Yongfu's Blog

# Demystifying Item Response Theory (2/4)

IRT as Generalized Linear Models

Mar 6, 2023

In Part 1, we went through the simplest item response model, the 1PL model, from the perspective of simulations. Starting with item difficulty and testee ability, we worked forward to simulate item responses that mimic real-world data. Back then, we were precisely laying out the data generating process that is assumed by the item response theory. In this post, we work backward. We will start with the item responses and work back toward the unobserved difficulties and abilities, with the help of statistical models. But first, let’s simulate the data we will be using!

 1logistic = function(x) 1 / (1 + exp(-x))
2rbern = function( p, n=length(p) ) rbinom( n=n, size=1, prob=p )
3
4set.seed(13)
5n_item = 20   # number of items
6n_subj = 80   # number of subjects
7n_resp = n_subj * n_item  # number of responses
8
9A = rnorm( n=n_subj, mean=0, sd=1 )  # Subjects' ability
10D = seq( -1.6, 1, length=n_item )  # Items' difficulty
11
12# The data
13d = expand.grid( S=1:n_subj, I=1:n_item, KEEP.OUT.ATTRS = FALSE )
14d$R = rbern( logistic(A[d$S] - D[d$I]) ) 15d$S = factor(d$S) 16d$I = factor(d$I) 17str(d)  'data.frame': 1600 obs. of 3 variables:$ S: Factor w/ 80 levels "1","2","3","4",..: 1 2 3 4 5 6 7 8 9 10 ...
$I: Factor w/ 20 levels "1","2","3","4",..: 1 1 1 1 1 1 1 1 1 1 ...$ R: int  1 0 1 1 1 1 1 1 0 1 ...


In the code above, the first two lines are the definitions for the logistic and the Bernoulli functions used previously. The second chunk of code sets the shape of our data. This time, the simulated data is much larger, with 20 items and 80 testees, or subjects (I will use the more general term “subject” hereafter). Since we assume here that each subject responds to every item, this gives us 1600 responses in the data.

The subject abilities come from a normal distribution with a zero mean and a standard deviation of one (the standard normal). The item difficulties are equally-spaced values that range from -1.6 to 1. A notable change from the previous post is that number indices are used here for labeling items (I) and subjects (S). For simple illustrations, letter indices are clearer. But for larger data sets, number indices are easier to manipulate with code. Now, since S and I are coded as integers, we need to explicitly convert them into factors. Otherwise, the model will treat the number indices as values in a continuous variable.

## DAGs Revisited

Before we move on to the statistical model, let me lay out the DAGs again. The DAG on the right below is identical to the one in Part 1 (the left DAG here), but with a slight modification that emphasizes the perspective from the statistical model. Here, the observed $S$ and $I$ take place of the unobserved $A$ and $D$, respectively. So why the difference?

[SET TASKS]
1. In the item response theory post, what range of values do the simulated item difficulties span?
2. Continue the item response theory post from the point where it stops.

[DATASET RECORDS]
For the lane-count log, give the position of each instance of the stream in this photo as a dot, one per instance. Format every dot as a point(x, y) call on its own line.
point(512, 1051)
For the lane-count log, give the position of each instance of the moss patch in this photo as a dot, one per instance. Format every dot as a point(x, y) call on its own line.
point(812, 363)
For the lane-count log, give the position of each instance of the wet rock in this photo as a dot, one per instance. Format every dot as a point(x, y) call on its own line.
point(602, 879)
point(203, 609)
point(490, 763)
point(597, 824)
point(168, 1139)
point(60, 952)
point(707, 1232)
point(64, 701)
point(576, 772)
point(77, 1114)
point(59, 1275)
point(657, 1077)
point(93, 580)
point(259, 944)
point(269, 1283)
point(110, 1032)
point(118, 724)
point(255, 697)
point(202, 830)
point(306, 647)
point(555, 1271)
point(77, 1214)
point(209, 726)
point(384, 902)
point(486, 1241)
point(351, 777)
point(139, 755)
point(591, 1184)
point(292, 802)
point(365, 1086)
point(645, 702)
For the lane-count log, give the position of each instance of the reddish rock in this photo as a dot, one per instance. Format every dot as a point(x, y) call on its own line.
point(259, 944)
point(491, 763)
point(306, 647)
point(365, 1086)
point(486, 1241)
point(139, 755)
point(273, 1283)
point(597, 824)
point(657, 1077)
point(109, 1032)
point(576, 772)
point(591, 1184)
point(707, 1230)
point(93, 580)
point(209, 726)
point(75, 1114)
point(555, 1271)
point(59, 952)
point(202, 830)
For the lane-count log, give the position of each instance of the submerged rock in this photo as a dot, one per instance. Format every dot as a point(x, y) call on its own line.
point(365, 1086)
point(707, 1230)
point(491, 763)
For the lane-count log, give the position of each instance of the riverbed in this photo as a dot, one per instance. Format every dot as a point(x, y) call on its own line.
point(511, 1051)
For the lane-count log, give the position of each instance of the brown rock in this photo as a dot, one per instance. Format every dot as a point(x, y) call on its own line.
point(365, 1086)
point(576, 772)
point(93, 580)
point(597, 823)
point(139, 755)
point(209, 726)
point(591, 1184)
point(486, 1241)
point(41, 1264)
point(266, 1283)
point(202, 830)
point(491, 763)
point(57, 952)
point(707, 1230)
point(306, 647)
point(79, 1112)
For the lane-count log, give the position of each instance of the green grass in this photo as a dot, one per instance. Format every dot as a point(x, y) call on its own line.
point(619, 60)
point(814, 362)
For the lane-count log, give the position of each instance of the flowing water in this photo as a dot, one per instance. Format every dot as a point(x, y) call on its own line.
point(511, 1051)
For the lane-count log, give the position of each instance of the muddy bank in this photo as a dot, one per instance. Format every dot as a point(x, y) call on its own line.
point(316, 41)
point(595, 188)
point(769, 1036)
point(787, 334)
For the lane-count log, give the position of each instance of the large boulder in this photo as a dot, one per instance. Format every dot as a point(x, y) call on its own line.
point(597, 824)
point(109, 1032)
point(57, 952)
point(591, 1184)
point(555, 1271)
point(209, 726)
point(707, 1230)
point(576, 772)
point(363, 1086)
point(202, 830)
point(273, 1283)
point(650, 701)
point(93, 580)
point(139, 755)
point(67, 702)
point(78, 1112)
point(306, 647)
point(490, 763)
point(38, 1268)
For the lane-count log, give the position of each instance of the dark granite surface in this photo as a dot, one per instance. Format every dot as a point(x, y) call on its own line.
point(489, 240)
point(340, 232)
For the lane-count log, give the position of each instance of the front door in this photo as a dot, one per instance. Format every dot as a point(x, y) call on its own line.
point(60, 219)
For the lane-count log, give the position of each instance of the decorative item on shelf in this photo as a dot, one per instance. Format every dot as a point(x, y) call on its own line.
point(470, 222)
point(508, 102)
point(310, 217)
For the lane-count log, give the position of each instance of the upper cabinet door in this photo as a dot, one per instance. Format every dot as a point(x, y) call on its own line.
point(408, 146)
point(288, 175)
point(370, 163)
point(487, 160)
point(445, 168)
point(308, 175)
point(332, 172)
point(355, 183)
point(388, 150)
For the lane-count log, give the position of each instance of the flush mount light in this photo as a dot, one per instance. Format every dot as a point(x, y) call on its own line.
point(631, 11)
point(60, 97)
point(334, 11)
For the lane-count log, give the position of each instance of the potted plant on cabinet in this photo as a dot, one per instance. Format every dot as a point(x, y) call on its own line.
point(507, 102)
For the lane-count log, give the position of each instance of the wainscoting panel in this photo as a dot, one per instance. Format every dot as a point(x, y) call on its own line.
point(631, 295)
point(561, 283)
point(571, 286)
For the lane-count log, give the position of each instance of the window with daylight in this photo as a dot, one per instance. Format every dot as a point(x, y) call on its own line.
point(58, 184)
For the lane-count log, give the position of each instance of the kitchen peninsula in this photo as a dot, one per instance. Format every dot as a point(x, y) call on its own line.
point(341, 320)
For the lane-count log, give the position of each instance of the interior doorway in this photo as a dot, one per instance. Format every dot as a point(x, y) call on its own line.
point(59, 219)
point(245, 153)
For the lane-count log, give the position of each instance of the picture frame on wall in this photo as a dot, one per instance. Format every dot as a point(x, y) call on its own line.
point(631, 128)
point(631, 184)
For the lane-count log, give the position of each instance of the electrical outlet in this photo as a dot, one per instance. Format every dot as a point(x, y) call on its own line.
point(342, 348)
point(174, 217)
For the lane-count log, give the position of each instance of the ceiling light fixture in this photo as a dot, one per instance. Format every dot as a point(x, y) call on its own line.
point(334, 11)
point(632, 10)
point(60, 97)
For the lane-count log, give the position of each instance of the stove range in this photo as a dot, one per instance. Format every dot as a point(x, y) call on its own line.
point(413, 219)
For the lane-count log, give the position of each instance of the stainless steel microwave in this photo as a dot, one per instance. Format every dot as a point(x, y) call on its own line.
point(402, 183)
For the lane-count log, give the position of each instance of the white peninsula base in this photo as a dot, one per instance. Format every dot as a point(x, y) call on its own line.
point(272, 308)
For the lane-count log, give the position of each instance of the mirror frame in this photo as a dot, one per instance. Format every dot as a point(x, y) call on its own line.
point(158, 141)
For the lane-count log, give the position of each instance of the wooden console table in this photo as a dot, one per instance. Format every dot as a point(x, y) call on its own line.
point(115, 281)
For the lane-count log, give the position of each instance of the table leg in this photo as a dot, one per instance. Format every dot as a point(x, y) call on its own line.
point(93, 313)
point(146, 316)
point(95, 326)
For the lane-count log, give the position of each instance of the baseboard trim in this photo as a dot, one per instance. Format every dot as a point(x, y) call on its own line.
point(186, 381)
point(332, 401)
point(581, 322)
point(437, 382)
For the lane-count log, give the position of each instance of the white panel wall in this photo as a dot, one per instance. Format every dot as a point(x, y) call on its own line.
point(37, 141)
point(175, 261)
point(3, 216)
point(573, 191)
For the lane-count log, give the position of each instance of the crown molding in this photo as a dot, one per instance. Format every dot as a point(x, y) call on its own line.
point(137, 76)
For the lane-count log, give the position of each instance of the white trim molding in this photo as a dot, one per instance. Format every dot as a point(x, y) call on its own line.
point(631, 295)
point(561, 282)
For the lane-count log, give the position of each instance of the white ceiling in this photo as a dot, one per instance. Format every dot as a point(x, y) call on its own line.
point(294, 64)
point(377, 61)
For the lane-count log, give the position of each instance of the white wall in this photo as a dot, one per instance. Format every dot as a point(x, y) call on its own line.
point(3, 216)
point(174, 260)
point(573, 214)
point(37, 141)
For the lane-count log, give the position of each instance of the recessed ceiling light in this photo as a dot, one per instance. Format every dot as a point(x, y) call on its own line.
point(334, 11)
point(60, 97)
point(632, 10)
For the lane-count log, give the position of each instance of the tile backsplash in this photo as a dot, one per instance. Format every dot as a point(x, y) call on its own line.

[EXPECTED RESPONSES]
1. The item difficulties are equally spaced values from -1.6 to 1.

2.
Recall that the nodes $A$ and $D$ represent the joint influences of a subject’s ability and an item’s difficulty on the probability of success on that item. However, the statistical model cannot notice $A$ and $D$ since they are theoretical concepts proposed by the IRT. What the model “sees” is more similar to the DAG on the right. This DAG is theoretically neutral. All it says is that the probability of success is influenced by the particular subject and item present in an observation. It does not further comment on the factors underlying each subject/item that lead to the results.

Given the data and the right DAG, the statistical model estimates the so-called subject effects and item effects. These effects will be estimates of subject ability and item difficulty if the IRT assumptions are met: when a subject and an item influence the result only through subject ability and item difficulty. With the concepts of subject/item effects in place, we can move on to the formulas of the statistical model.

## Equation, Index and Annoying Things

The equations in (1) are the formulation of our model. This model is known as the logistic regression, or in GLM terms, the Generalized Linear Model of the binomial family with the logit link (more on this later). Lots of things are going on here. Don’t panic, I’ll walk you through slowly.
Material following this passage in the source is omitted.